▸ **Documentfragment**
Het Nederlandse baggerbedrijf Boskalis kreeg opdracht van de Indonesische overheid om 45 hectare nieuw land op te spuiten met zand van de zandbanken rondom de Kodingareng-eilanden. De eilandbewoners wisten van niets. Nu zien zij hun visgebied in de buik van een monsterschip verdwijnen.
In juli 2020 blokkeren honderden kleine vissersbootjes het schip Queen of the Netherlands voor de kust van Makassar, de hoofdstad van het Indonesische eiland Sulawesi. De blauw en wit geschilderde houten bootjes, sommige niet groter dan een kano, dobberen rondom het gigantische Nederlandse baggerschip. “Ga weg, we hebben niets meer te eten!”, schreeuwt een visser in een wanhopige poging om de vernieling van zijn visgronden te stoppen. “Boskalis is the new colonialist!!!”, staat in dikgedrukte letters aan het einde van het actiefilmpje op sociale media. Want, net als in de tijd van de Nederlands-Indië kolonisatie, zijn het de Nederlanders die grondstoffen komen stelen, zonder de bevolking om toestemming te vragen, aldus de vissers.
Tot vier keer toe gingen de vissers, afkomstig van de Kodingareng-eilanden voor de kust van Makassar, met honderden tegelijkertijd, inclusief vrouwen en kinderen, de zee op om het zandslurpende monsterschip te stoppen. “We voelden geen angst”, vertelt een van de vissers een paar maanden later via een videoverbinding. “We moeten onze gemeenschap beschermen en Boskalis wegjagen.”
Nieuw land
Het Nederlandse baggerbedrijf Boskalis, eigenaar van de 231 meter lange Queen of the Netherlands, werd door de acties gedwongen de werkzaamheden enkele dagen stil te leggen, maar ging daarna onverstoord verder met zandwinning voor de Makassar New Port container terminal.

▸ **Aangeleverde gegevens**

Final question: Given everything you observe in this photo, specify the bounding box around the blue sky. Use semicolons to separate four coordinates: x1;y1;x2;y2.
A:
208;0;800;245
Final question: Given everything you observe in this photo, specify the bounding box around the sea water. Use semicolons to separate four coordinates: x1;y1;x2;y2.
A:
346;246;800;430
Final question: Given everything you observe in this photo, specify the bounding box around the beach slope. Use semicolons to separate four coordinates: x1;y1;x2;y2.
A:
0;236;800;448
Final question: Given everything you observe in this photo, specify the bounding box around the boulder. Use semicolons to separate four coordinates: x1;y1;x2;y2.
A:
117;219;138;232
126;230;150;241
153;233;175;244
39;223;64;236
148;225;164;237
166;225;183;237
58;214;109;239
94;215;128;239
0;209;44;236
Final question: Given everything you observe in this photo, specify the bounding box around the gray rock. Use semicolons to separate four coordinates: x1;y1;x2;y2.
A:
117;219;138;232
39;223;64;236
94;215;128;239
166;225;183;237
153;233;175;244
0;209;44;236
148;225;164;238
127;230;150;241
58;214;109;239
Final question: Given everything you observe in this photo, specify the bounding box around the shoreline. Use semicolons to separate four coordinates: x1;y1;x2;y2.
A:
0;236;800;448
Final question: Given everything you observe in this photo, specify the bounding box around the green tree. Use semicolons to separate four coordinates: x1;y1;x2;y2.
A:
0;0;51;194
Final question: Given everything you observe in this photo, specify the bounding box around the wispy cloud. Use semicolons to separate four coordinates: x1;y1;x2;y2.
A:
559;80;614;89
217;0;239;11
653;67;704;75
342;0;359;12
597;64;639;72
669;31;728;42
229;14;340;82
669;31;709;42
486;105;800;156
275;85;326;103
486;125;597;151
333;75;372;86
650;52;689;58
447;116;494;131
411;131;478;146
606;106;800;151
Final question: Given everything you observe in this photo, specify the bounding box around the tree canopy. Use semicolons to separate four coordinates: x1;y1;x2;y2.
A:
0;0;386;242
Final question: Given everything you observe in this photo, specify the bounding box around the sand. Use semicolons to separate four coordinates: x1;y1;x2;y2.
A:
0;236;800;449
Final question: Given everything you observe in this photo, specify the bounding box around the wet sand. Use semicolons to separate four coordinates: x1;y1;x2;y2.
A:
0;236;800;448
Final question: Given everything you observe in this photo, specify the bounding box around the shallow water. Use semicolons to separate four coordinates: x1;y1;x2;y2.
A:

▸ **Opgave 1**
Vat het documentfragment samen in twee zinnen.
▸ **Opgave 2**
Verzamel uit de items elke regel waarin de string "sand" voorkomt. Het verschil tussen hoofdletters en kleine letters telt mee.

▸ **Uitvoer 1**
Boskalis kreeg van de Indonesische overheid opdracht om 45 hectare nieuw land op te spuiten met zand van de zandbanken rond de Kodingareng-eilanden, zonder dat de eilandbewoners ervan wisten. In juli 2020 blokkeerden honderden vissers het baggerschip Queen of the Netherlands voor de kust van Makassar, waarop Boskalis de werkzaamheden enkele dagen stillegde en daarna doorging met zandwinning voor de Makassar New Port container terminal.

▸ **Uitvoer 2**
Final question: Given everything you observe in this photo, specify the bounding box around the sand. Use semicolons to separate four coordinates: x1;y1;x2;y2.
Final question: Given everything you observe in this photo, specify the bounding box around the wet sand. Use semicolons to separate four coordinates: x1;y1;x2;y2.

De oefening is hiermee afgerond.